___ PROVIDED DATA

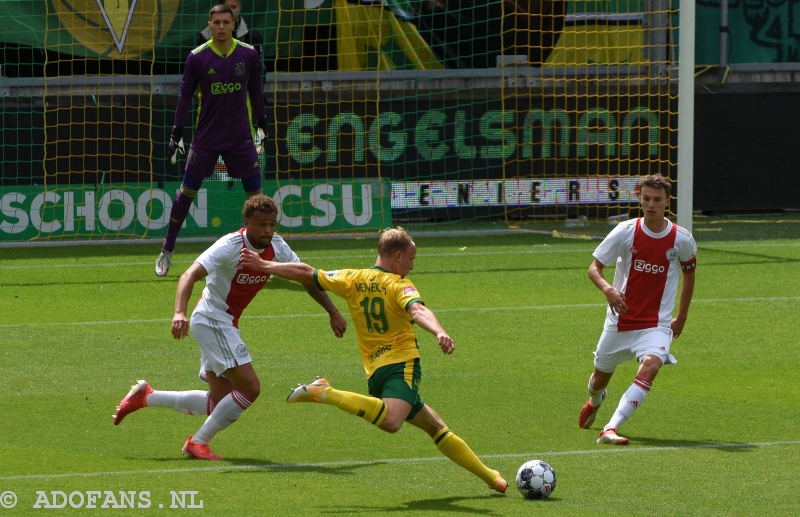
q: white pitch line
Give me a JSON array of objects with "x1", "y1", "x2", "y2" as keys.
[
  {"x1": 1, "y1": 296, "x2": 798, "y2": 330},
  {"x1": 0, "y1": 248, "x2": 592, "y2": 270},
  {"x1": 0, "y1": 314, "x2": 327, "y2": 329},
  {"x1": 3, "y1": 239, "x2": 798, "y2": 270},
  {"x1": 1, "y1": 440, "x2": 797, "y2": 482},
  {"x1": 698, "y1": 241, "x2": 800, "y2": 248}
]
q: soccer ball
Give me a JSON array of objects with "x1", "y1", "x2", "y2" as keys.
[{"x1": 516, "y1": 460, "x2": 556, "y2": 499}]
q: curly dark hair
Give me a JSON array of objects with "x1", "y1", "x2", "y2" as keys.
[{"x1": 242, "y1": 195, "x2": 278, "y2": 219}]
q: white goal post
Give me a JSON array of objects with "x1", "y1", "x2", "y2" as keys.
[{"x1": 677, "y1": 0, "x2": 695, "y2": 233}]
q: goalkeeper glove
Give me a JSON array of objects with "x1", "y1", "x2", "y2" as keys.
[
  {"x1": 169, "y1": 125, "x2": 185, "y2": 165},
  {"x1": 255, "y1": 117, "x2": 268, "y2": 155}
]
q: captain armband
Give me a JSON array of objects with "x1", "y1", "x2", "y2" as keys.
[{"x1": 680, "y1": 257, "x2": 697, "y2": 272}]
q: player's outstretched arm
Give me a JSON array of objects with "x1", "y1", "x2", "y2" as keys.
[
  {"x1": 300, "y1": 283, "x2": 347, "y2": 338},
  {"x1": 240, "y1": 248, "x2": 316, "y2": 282},
  {"x1": 407, "y1": 302, "x2": 454, "y2": 355}
]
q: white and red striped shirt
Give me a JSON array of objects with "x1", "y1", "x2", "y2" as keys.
[
  {"x1": 594, "y1": 218, "x2": 696, "y2": 332},
  {"x1": 193, "y1": 229, "x2": 299, "y2": 327}
]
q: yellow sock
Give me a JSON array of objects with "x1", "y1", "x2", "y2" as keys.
[
  {"x1": 323, "y1": 388, "x2": 387, "y2": 426},
  {"x1": 433, "y1": 428, "x2": 496, "y2": 485}
]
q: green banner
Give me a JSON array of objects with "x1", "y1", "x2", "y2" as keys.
[
  {"x1": 0, "y1": 0, "x2": 331, "y2": 59},
  {"x1": 2, "y1": 0, "x2": 798, "y2": 65},
  {"x1": 696, "y1": 0, "x2": 800, "y2": 64},
  {"x1": 0, "y1": 179, "x2": 391, "y2": 241}
]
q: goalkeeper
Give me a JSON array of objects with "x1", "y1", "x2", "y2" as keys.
[{"x1": 157, "y1": 4, "x2": 268, "y2": 277}]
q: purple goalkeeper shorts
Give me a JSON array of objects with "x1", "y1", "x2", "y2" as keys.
[{"x1": 183, "y1": 143, "x2": 260, "y2": 180}]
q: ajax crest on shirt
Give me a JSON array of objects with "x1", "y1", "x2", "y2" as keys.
[{"x1": 666, "y1": 247, "x2": 679, "y2": 261}]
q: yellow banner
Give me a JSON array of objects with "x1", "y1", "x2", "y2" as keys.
[
  {"x1": 50, "y1": 0, "x2": 178, "y2": 59},
  {"x1": 545, "y1": 23, "x2": 648, "y2": 66},
  {"x1": 334, "y1": 0, "x2": 442, "y2": 71}
]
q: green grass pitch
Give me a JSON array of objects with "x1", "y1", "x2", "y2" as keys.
[{"x1": 1, "y1": 230, "x2": 799, "y2": 516}]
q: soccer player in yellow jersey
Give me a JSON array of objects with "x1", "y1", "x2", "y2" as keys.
[{"x1": 239, "y1": 228, "x2": 508, "y2": 493}]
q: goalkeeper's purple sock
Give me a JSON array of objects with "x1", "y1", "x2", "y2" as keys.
[{"x1": 162, "y1": 187, "x2": 196, "y2": 253}]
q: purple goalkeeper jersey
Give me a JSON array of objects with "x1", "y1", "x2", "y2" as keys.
[{"x1": 174, "y1": 39, "x2": 266, "y2": 151}]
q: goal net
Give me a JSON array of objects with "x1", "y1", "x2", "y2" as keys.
[{"x1": 0, "y1": 0, "x2": 677, "y2": 243}]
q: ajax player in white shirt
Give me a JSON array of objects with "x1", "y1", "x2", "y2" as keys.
[
  {"x1": 114, "y1": 195, "x2": 347, "y2": 460},
  {"x1": 578, "y1": 174, "x2": 697, "y2": 445}
]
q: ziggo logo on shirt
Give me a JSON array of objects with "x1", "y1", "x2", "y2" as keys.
[
  {"x1": 211, "y1": 82, "x2": 242, "y2": 94},
  {"x1": 633, "y1": 260, "x2": 665, "y2": 274},
  {"x1": 236, "y1": 273, "x2": 268, "y2": 284}
]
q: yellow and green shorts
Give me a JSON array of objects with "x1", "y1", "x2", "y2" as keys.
[{"x1": 367, "y1": 358, "x2": 424, "y2": 420}]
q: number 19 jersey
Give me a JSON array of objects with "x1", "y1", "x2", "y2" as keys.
[{"x1": 313, "y1": 266, "x2": 423, "y2": 378}]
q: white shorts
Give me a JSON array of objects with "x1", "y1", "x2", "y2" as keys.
[
  {"x1": 593, "y1": 327, "x2": 676, "y2": 373},
  {"x1": 190, "y1": 312, "x2": 253, "y2": 378}
]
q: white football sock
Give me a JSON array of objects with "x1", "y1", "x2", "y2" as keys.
[
  {"x1": 604, "y1": 376, "x2": 652, "y2": 431},
  {"x1": 146, "y1": 390, "x2": 211, "y2": 416},
  {"x1": 588, "y1": 376, "x2": 605, "y2": 406},
  {"x1": 192, "y1": 390, "x2": 253, "y2": 445}
]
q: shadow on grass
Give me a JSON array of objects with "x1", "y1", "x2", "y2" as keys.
[
  {"x1": 215, "y1": 457, "x2": 385, "y2": 476},
  {"x1": 127, "y1": 457, "x2": 386, "y2": 476},
  {"x1": 316, "y1": 495, "x2": 505, "y2": 515},
  {"x1": 215, "y1": 460, "x2": 509, "y2": 515},
  {"x1": 628, "y1": 436, "x2": 758, "y2": 452}
]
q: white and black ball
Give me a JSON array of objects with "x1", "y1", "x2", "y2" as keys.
[{"x1": 516, "y1": 459, "x2": 556, "y2": 499}]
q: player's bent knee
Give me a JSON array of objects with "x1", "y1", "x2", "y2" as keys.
[
  {"x1": 379, "y1": 416, "x2": 404, "y2": 433},
  {"x1": 239, "y1": 379, "x2": 261, "y2": 401},
  {"x1": 638, "y1": 355, "x2": 663, "y2": 374},
  {"x1": 248, "y1": 384, "x2": 262, "y2": 401},
  {"x1": 645, "y1": 355, "x2": 664, "y2": 367}
]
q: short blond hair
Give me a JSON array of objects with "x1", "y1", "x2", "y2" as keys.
[{"x1": 378, "y1": 227, "x2": 413, "y2": 258}]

______

-- PROBLEM DETAILS --
Go line by line through the data above and count those holding "jersey"; report the number alone.

-- EXERCISE RESULT --
3